SET PROBLEM:
Extract each line of the data below that contains the string "headphone", and copy those lines unchanged.

+ + + +

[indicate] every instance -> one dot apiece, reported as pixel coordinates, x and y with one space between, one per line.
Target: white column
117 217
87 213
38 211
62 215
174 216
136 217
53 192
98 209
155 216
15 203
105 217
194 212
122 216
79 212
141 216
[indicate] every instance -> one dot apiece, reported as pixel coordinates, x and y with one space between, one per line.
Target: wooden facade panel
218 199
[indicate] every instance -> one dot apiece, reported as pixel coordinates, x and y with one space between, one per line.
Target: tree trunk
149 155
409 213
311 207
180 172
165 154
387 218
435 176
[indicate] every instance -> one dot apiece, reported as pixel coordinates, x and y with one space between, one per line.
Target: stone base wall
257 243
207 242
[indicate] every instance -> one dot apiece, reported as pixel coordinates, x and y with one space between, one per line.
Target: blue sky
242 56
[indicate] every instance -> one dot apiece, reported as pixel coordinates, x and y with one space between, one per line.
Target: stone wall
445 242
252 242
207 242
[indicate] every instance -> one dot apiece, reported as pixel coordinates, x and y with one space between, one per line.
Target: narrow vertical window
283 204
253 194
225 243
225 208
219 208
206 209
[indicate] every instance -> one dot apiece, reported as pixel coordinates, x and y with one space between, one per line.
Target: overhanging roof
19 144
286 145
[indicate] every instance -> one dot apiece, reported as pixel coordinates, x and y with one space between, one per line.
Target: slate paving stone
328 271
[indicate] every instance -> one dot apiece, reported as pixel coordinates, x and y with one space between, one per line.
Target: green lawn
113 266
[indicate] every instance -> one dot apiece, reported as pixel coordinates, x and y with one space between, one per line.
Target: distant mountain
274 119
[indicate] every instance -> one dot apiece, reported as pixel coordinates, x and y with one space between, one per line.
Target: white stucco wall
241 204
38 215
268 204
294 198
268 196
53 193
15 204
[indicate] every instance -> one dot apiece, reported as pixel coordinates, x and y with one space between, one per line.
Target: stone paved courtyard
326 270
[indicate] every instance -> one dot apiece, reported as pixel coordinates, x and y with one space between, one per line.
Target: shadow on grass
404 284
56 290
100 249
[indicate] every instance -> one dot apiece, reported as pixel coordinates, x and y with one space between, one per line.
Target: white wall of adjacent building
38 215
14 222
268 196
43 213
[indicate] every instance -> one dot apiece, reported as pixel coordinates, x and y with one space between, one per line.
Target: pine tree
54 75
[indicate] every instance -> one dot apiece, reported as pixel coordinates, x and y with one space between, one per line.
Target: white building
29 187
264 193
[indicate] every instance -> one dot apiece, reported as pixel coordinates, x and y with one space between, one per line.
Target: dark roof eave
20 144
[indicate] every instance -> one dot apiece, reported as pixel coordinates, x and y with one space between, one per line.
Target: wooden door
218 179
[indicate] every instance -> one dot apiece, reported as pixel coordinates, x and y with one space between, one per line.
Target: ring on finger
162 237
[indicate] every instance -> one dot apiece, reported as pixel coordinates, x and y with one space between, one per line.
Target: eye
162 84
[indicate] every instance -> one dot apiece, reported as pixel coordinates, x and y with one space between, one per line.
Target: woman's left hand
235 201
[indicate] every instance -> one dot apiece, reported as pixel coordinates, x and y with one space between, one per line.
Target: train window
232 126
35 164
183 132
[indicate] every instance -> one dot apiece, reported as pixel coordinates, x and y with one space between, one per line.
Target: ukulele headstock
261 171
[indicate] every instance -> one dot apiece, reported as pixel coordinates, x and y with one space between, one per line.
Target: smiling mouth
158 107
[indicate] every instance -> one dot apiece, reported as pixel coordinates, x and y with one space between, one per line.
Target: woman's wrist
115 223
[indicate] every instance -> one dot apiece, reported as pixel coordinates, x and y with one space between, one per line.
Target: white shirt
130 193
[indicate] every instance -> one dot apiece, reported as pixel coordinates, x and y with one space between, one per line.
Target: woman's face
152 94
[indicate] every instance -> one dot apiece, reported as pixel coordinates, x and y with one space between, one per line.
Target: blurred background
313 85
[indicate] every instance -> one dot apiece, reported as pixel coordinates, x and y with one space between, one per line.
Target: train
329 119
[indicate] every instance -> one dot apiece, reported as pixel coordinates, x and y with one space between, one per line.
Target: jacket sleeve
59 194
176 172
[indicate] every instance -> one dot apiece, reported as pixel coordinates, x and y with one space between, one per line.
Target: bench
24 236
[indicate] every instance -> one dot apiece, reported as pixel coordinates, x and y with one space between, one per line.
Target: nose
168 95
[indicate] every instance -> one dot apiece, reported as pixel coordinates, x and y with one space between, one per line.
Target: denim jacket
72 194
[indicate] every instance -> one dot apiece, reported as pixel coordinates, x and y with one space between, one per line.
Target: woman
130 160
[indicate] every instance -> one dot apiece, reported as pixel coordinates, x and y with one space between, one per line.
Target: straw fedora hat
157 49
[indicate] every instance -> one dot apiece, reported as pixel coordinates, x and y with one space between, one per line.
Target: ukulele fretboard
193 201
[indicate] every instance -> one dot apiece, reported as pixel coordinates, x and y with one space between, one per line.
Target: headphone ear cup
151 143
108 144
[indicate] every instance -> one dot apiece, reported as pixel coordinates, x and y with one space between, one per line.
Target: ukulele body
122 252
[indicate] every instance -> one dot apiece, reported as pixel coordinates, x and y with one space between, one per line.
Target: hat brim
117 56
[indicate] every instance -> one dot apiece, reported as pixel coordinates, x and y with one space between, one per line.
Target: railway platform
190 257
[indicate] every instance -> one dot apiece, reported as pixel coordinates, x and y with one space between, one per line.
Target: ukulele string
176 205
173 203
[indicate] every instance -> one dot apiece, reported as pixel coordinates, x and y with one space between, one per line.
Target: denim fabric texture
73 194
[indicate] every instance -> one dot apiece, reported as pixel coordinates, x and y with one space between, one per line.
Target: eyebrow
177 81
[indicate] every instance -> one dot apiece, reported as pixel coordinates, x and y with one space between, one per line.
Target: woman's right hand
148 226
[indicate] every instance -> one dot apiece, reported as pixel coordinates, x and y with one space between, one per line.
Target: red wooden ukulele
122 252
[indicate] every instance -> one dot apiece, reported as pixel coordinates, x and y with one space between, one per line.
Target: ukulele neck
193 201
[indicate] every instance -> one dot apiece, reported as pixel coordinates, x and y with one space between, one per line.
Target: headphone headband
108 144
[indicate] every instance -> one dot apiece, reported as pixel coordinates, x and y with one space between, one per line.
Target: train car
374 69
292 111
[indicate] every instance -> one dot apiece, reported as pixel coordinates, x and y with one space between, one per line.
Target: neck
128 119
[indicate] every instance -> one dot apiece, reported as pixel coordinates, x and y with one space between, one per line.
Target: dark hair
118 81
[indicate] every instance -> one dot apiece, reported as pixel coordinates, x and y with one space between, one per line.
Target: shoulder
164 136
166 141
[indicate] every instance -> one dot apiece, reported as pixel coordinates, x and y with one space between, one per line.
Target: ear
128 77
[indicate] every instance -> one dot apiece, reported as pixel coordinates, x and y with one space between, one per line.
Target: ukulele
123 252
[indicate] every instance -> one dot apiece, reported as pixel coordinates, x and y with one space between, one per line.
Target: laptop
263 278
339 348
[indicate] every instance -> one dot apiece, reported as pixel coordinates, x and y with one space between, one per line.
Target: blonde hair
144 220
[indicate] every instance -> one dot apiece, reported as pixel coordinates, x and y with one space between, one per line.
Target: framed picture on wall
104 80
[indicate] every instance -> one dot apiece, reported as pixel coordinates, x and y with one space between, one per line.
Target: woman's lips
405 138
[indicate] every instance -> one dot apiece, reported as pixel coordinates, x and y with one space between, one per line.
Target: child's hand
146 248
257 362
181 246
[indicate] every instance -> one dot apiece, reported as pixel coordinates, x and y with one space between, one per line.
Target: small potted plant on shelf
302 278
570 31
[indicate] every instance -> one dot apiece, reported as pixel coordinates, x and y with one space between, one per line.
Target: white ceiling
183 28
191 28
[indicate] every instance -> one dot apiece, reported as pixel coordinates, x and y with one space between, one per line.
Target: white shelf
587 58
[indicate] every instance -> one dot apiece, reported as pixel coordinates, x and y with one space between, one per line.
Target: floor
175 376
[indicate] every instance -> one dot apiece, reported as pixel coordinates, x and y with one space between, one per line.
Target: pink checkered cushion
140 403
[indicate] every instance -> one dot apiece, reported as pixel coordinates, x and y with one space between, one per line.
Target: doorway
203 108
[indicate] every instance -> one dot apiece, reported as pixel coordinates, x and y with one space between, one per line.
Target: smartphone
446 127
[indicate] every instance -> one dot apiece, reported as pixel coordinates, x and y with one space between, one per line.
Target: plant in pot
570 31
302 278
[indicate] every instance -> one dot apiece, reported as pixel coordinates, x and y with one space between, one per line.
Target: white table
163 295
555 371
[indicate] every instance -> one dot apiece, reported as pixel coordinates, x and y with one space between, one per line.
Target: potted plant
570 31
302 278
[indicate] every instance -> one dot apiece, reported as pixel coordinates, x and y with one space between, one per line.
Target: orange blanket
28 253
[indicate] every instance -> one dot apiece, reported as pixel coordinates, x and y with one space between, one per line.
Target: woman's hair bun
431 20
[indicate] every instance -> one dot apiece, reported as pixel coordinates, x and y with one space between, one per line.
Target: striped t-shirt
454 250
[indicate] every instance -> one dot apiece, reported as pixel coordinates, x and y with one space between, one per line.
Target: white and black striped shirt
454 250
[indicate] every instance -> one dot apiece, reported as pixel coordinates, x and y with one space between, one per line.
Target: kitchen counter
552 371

+ + + +

THE SOLUTION:
Target: headphone ear cup
Target: headphone headband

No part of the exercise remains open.